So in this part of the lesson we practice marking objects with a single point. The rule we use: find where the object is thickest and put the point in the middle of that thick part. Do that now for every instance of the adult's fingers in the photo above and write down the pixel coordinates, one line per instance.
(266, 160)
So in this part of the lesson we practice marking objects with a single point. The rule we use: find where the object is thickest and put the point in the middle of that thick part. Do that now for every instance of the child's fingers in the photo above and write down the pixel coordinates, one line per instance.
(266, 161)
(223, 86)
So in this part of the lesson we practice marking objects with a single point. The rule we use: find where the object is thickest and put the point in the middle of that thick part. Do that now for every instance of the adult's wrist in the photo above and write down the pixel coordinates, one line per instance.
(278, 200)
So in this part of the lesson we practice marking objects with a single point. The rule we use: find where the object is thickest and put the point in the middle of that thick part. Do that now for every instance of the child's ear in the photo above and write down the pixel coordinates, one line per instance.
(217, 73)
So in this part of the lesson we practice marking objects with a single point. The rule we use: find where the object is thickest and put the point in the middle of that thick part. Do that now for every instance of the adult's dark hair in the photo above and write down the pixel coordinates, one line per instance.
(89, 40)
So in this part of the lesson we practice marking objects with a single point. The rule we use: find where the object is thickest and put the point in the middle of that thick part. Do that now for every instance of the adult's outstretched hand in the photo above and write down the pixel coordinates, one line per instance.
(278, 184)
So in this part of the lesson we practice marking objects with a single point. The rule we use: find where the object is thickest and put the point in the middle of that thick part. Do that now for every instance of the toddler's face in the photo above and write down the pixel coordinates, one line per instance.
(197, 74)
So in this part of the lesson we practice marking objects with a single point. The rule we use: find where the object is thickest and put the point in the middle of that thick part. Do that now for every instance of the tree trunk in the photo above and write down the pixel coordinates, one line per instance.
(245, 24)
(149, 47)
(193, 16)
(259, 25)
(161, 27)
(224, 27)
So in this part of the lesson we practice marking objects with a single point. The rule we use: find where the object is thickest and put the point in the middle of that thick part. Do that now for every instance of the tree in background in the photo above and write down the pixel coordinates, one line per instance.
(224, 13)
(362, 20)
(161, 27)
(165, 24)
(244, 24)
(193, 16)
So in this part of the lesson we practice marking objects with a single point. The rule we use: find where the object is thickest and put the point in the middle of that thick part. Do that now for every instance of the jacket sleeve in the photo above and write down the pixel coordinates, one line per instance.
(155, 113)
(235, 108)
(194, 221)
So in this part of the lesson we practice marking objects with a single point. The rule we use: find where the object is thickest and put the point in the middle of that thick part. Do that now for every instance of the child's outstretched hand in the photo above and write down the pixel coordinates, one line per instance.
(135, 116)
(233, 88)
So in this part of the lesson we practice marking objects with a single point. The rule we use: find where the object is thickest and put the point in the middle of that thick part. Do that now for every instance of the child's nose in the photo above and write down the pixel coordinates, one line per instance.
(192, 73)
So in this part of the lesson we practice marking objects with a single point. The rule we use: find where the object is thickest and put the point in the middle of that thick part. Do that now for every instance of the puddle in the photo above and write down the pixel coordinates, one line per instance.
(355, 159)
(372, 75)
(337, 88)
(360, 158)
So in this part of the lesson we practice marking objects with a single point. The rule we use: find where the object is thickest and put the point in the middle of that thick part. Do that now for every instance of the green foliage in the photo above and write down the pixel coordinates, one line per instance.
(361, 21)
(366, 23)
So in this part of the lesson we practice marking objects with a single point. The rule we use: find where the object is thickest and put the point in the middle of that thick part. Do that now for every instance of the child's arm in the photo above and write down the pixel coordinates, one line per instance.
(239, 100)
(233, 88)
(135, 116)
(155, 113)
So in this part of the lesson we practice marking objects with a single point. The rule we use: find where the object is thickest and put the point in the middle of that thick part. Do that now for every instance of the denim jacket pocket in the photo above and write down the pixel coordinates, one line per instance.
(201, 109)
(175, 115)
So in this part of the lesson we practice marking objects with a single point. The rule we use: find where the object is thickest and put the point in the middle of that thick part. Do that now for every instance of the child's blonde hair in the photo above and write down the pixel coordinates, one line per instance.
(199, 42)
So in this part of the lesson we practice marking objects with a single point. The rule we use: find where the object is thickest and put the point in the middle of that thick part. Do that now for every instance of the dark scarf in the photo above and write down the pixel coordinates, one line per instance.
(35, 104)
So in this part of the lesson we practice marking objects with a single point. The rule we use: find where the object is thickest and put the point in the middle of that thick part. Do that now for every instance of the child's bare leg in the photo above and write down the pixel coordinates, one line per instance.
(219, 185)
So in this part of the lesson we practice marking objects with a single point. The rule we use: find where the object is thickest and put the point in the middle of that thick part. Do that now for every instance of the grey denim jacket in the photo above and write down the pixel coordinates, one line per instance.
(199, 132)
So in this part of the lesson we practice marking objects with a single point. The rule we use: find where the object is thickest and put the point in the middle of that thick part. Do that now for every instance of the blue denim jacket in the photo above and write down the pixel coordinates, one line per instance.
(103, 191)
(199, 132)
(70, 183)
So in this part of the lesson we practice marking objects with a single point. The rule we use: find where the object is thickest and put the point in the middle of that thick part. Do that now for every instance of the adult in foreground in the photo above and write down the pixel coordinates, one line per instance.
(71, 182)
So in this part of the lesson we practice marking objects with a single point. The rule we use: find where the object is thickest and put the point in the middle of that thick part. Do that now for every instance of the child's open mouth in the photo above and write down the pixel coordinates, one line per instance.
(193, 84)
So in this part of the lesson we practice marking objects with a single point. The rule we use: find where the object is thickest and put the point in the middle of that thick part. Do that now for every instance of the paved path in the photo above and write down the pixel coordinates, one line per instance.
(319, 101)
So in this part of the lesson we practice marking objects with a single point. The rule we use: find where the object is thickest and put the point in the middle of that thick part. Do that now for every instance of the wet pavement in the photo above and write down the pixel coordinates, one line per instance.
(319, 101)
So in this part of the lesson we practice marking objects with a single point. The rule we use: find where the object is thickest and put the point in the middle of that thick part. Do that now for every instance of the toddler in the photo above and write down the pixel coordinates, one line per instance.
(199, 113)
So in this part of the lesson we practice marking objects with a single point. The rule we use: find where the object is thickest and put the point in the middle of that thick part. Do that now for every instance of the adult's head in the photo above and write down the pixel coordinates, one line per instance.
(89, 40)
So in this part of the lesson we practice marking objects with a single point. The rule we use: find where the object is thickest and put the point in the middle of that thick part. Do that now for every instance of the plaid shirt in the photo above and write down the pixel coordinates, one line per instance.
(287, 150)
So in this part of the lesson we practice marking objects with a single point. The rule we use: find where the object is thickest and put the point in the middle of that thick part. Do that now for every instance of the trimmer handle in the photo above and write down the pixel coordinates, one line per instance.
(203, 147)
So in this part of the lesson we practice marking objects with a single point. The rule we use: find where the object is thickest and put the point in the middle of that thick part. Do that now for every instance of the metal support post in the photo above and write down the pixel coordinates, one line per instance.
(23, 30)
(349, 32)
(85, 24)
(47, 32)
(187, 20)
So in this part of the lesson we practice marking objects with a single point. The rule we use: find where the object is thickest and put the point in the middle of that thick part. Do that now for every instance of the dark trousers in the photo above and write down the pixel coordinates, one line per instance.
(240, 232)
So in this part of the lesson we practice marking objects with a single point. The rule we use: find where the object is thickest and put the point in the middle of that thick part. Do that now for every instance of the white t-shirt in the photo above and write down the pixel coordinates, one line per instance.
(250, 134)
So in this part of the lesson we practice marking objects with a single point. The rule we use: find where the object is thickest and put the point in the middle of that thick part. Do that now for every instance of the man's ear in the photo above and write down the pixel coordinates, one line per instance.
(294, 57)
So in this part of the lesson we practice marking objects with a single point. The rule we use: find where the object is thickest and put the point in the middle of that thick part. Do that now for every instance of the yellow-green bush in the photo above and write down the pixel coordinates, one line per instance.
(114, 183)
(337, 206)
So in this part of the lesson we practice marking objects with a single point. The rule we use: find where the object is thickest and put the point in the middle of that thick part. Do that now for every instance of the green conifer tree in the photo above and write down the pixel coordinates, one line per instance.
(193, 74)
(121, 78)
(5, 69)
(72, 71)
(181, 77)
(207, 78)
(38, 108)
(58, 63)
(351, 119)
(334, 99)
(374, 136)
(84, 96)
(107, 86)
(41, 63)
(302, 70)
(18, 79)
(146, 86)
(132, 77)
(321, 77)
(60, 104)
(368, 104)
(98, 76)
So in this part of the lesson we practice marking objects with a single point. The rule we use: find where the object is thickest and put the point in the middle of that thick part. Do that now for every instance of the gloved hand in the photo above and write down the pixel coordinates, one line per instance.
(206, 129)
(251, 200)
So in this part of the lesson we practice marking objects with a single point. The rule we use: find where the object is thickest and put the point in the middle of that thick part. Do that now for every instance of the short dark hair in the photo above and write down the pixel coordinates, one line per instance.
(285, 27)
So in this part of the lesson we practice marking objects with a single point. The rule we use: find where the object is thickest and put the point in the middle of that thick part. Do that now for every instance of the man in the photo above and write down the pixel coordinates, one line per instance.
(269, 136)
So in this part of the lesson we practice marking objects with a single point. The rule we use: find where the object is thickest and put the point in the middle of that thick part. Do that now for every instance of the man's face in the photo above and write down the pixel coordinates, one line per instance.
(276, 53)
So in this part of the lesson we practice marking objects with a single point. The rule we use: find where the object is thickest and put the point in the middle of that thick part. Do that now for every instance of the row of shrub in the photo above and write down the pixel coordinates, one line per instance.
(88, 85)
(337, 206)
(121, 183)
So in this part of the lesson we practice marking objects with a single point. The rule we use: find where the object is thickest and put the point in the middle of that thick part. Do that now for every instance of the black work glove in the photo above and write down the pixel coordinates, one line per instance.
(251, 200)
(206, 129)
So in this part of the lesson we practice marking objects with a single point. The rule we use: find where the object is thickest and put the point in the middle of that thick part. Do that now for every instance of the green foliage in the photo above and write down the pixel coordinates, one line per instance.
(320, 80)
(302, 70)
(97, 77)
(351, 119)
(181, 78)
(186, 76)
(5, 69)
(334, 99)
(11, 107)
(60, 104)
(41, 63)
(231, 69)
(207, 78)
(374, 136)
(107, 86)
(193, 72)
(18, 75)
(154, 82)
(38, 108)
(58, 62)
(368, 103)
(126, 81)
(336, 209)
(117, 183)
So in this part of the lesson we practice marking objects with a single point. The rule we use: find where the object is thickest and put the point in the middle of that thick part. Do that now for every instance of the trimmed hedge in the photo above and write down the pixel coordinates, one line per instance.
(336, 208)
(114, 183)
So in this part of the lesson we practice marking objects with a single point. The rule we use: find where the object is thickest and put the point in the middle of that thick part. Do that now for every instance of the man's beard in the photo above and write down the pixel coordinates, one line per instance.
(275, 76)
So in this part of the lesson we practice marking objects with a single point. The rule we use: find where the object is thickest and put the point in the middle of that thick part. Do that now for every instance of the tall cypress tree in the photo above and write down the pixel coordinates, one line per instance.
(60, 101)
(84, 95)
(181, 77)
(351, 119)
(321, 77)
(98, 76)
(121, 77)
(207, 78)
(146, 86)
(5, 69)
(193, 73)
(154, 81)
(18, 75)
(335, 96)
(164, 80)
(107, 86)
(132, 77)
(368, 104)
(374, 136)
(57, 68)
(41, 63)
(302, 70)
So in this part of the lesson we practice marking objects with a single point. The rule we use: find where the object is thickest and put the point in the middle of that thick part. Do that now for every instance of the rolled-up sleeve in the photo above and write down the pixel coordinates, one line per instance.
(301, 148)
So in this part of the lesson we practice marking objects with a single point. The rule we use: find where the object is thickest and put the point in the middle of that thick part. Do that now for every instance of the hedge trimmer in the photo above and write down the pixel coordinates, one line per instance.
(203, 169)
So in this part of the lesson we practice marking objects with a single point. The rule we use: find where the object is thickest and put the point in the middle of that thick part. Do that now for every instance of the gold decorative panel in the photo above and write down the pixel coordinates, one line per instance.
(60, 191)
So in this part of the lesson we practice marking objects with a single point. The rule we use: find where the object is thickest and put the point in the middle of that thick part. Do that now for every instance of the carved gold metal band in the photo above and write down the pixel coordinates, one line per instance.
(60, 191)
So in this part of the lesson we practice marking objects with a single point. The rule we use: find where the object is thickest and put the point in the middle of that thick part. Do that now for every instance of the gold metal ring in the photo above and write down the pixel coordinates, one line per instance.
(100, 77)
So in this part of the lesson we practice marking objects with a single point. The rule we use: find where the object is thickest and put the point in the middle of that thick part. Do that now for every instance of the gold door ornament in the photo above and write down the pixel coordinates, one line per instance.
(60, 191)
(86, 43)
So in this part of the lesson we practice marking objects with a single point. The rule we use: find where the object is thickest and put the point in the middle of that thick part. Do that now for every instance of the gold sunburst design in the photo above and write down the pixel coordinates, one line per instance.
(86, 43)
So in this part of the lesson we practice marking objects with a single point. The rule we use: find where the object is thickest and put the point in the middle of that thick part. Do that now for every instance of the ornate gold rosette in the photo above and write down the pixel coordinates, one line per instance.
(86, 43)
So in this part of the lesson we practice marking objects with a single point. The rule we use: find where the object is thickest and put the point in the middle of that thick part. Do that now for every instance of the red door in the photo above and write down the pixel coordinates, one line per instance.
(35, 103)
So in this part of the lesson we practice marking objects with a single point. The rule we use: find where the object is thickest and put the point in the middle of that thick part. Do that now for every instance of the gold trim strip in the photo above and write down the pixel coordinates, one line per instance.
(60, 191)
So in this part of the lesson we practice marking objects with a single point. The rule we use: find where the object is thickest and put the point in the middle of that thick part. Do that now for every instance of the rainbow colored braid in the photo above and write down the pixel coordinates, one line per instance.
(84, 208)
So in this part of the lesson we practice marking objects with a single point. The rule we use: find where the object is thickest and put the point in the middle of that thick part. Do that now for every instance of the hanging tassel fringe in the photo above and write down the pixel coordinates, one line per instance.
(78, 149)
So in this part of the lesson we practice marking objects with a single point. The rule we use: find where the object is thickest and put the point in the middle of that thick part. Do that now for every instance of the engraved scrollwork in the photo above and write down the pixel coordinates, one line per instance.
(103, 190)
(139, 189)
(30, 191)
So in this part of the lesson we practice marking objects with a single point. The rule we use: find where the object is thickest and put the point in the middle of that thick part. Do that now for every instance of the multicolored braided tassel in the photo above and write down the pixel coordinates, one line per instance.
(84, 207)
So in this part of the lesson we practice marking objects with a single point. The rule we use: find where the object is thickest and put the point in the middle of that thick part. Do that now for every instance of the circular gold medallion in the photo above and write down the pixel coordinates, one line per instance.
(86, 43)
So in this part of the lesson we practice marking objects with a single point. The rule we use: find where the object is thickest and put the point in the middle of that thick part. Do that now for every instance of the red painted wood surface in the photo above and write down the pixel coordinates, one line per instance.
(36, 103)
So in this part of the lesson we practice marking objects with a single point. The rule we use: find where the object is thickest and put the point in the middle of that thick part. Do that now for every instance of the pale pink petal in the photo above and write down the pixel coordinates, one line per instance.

──────────────────────────────

SET TASK:
Quote verbatim everything from the row containing "the red painted" through the final row, with both ends included.

ANSWER FOR THIS EXERCISE:
So in this part of the lesson we practice marking objects with a single point. The rule we use: find where the object is thickest and put the point in the middle of that thick part. Do that now for every instance of the red painted wood surface in the photo above and write down the pixel coordinates, one line per instance.
(36, 103)
So in this part of the lesson we practice marking objects with a single point. The rule we use: find where the object is thickest and put the point in the middle of that thick part. Do that now for every instance of the pale pink petal in the photo above and write down the pixel coordinates, one line per instance.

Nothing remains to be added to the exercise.